TASK TO COMPLETE :: The entries that follow must be written out exactly, without any of the pictures they contain.

INFORMATION GIVEN ::
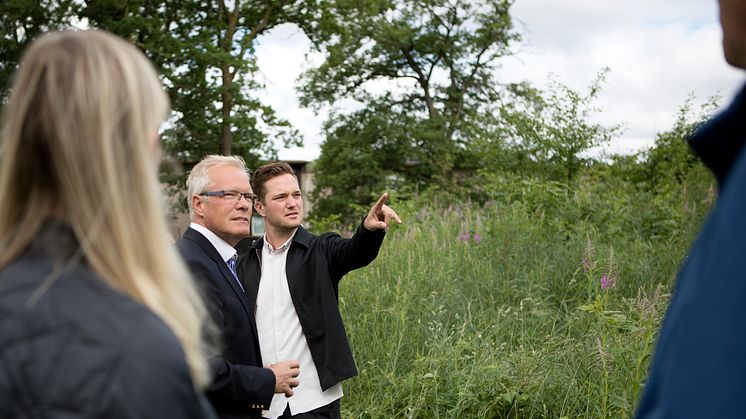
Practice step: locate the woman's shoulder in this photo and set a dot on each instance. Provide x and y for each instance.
(70, 340)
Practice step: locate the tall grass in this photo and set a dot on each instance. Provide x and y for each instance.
(514, 324)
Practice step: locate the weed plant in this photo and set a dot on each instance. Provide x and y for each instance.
(509, 311)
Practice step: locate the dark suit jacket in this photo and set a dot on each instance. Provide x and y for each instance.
(314, 267)
(240, 388)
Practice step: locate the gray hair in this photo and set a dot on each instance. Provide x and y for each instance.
(199, 178)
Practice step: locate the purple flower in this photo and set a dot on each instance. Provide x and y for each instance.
(608, 282)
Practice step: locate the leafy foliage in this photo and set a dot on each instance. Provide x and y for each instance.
(205, 53)
(440, 55)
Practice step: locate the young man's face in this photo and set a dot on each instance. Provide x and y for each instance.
(282, 206)
(229, 221)
(733, 21)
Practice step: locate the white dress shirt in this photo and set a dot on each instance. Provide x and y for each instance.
(281, 336)
(225, 250)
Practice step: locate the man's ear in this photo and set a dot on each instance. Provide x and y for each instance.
(259, 207)
(198, 206)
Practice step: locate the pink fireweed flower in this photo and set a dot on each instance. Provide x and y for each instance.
(608, 282)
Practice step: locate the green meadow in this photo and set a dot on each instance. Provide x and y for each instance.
(534, 305)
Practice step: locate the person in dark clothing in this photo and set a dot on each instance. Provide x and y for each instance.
(291, 278)
(98, 315)
(220, 206)
(72, 346)
(697, 370)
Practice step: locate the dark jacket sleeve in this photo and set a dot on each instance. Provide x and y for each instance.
(353, 253)
(231, 382)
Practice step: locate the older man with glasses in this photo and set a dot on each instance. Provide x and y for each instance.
(220, 208)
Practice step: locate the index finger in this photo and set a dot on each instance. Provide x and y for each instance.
(379, 204)
(393, 214)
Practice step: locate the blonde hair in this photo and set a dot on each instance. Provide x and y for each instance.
(79, 136)
(199, 178)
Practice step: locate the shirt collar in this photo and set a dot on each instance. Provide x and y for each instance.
(280, 249)
(225, 250)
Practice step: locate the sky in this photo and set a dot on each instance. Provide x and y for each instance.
(659, 52)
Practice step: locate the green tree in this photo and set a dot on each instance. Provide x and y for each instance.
(554, 131)
(434, 60)
(670, 161)
(205, 52)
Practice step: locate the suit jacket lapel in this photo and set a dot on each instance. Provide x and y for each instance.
(209, 249)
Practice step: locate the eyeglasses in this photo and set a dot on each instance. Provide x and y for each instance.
(233, 197)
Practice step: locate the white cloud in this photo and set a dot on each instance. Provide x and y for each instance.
(658, 53)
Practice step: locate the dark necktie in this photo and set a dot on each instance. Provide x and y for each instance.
(232, 267)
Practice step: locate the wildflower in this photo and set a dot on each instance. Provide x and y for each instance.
(607, 281)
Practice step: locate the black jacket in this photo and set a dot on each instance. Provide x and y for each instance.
(72, 347)
(315, 265)
(241, 388)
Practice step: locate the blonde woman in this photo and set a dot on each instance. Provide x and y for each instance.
(98, 316)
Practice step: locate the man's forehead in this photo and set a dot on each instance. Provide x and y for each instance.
(284, 183)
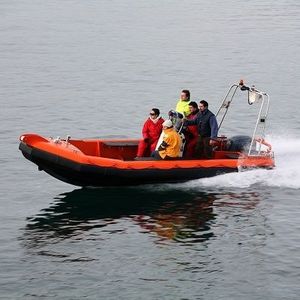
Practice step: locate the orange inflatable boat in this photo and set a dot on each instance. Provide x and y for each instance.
(107, 162)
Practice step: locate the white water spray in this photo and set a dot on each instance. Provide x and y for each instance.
(286, 173)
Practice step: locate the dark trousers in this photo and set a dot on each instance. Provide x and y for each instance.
(203, 149)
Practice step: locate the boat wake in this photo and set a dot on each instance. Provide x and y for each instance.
(285, 175)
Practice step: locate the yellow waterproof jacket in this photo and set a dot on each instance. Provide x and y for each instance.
(183, 107)
(171, 144)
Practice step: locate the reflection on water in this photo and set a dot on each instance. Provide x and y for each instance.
(178, 215)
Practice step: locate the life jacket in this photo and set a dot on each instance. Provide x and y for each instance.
(172, 141)
(183, 107)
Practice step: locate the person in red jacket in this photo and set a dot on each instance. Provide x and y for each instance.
(191, 133)
(151, 132)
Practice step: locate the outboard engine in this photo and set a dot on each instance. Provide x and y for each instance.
(240, 143)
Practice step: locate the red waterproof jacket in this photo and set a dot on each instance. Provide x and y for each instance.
(151, 132)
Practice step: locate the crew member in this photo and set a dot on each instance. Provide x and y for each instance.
(170, 146)
(207, 130)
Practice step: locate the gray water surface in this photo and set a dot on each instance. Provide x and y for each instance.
(95, 69)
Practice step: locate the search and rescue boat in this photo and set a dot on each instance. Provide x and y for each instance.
(111, 162)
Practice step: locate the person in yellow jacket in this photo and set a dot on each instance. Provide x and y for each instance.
(170, 146)
(182, 105)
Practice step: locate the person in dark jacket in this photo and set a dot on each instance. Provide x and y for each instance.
(191, 132)
(151, 131)
(207, 127)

RESPONSE TO THE TASK ::
Practice step: locate the woman's shoulder in this photo and set a dot on each instance. Provide x and y for each instance.
(70, 340)
Practice step: locate the tall grass in this photo and set a dot on each instance. Provide x and y for each instance.
(514, 324)
Practice step: locate the weed plant in this photo and set a dot on each instance. Provide x and y for each instance.
(509, 311)
Practice step: locate the dark suit jacket in this photo and set a dot on each instance. Provide x and y for each instance.
(314, 267)
(240, 388)
Practice step: locate the gray hair in this photo and set a dot on each instance. Provide x and y for each instance.
(199, 178)
Practice step: locate the purple flower in this photo and set a dot on each instance. Provide x and y for each instance.
(608, 282)
Practice step: locate the leafy foliage in this photo and set a dot on each instance. Provide x and y for each instance.
(205, 53)
(440, 55)
Practice step: locate the young man's face in this photo and set a dot on each instance. Provide x and y for each instance.
(282, 206)
(229, 221)
(733, 21)
Practice step: locate the white dress shirt in this photo and set a dot on each instance. Provide x and y for each instance.
(281, 336)
(225, 250)
Practice step: locate the man's ear in this photo and set a dot on each instance. Provide x and y for each instance.
(259, 207)
(198, 206)
Practice step: locate the pink fireweed flower in this photo and set a dot on each instance. Provide x and y for each instance.
(608, 282)
Practice step: locate the green meadow in this photo and set a dot on each instance. Provide x and y for each instance.
(534, 305)
Practice step: locate the person in dark clothing in this photo and set a dot on each instance. Provide x and y for each instance.
(291, 278)
(98, 315)
(220, 206)
(72, 346)
(697, 370)
Practice step: locate the dark jacket sleeve in this photo and set a dot on each instance. Provide x and y for each instance.
(353, 253)
(231, 382)
Practice step: locate the older man with glasses in this photo and set a dot on each instance. Provide x and y for each instance.
(220, 208)
Practice step: locate the index finger in this photo and set a dot on each instance. Provide x and y for each instance.
(379, 204)
(393, 214)
Practice step: locate the blonde hair in this photo and set a dot on each instance. Provide x and y for each instance.
(79, 136)
(199, 178)
Practice step: locate the shirt collar in this photo and set a dot on each instance. Provide x and y for each instance.
(280, 249)
(225, 250)
Practice step: locate the sky in this photo and set a dot on each instance. Provide x and y for each instance.
(659, 52)
Practice step: locate the green tree in this photo and set a dot on each instance. Provide x and y for each instance.
(554, 131)
(434, 60)
(670, 161)
(205, 52)
Practice step: locate the suit jacket lapel in this photo and set a dot on each instance. Provide x and y for each instance.
(209, 249)
Practice step: locate the eyeglasses in this photo and set a dot on each instance. Provide x and y for each instance.
(233, 197)
Practice step: locate the white cloud in this photo and set a dot on each instance. Provide x and y for each instance.
(658, 53)
Practice step: locate the dark necktie in this photo and set a dot on each instance. Provide x and y for each instance.
(232, 267)
Practice step: locate the wildflower in this photo and set a dot on each instance. Provide x and y for each instance.
(607, 281)
Practice step: locate the black jacket in this photo and set a dot on each instance. Provide x and y for each instance.
(72, 347)
(315, 265)
(241, 388)
Practice step: locate the blonde woman in this photo and set a dot on each instance. Provide x and y for each instance.
(98, 316)
Practice step: locate the man's forehead in this photo and set a dot on each instance. Provide x and y for each instance.
(284, 183)
Practice step: locate the orange inflatable boat in this photo and set a dot on each instance. Provide x and y for each instance.
(107, 162)
Practice step: locate the white water spray in this photo and set a dot on each instance. Provide x and y for each instance.
(286, 173)
Practice step: locate the dark trousers in this photo and set a dot on each instance. Provide x and y for each instance.
(203, 149)
Practice step: locate the boat wake in this photo and set a dot on each instance. Provide x and y for each instance.
(285, 175)
Practice step: locate the yellow waterproof jacket in this photo and set a dot on each instance. Provide x and y for each instance.
(183, 107)
(171, 144)
Practice step: locate the reflection on water in this photo and set a dot on each instance. Provide x and y for each instance.
(178, 215)
Practice step: locate the life jacket in this photo and set a dot on each instance. Provide x and y for each instance.
(172, 141)
(183, 107)
Practice step: locate the person in red jacket in this photo and set a dot on each instance. Provide x and y for each instance.
(191, 133)
(151, 132)
Practice step: locate the outboard engine in this photo and set a dot on each instance. Provide x and y for each instance.
(240, 143)
Practice step: locate the red waterproof jacket in this photo and set a dot on each instance. Provide x and y for each instance.
(151, 132)
Practice step: locate the crew member in this photo and set a dot on each instance. Provide x and y for each instance.
(170, 146)
(207, 130)
Practice step: locate the gray water surface in this photo and set a dot on each instance. Provide x and y for each instance.
(95, 69)
Practice step: locate the search and rescue boat in this photo and set a dot on each instance. Provide x and y for each instance.
(111, 162)
Practice step: locate the person in yellow jacket in this photo and set a dot on each instance. Provide x and y for each instance.
(170, 146)
(182, 105)
Practice step: locate the person in dark jacket in this photo and set a dot on each instance. Provide x and y for each instance.
(191, 132)
(151, 131)
(207, 127)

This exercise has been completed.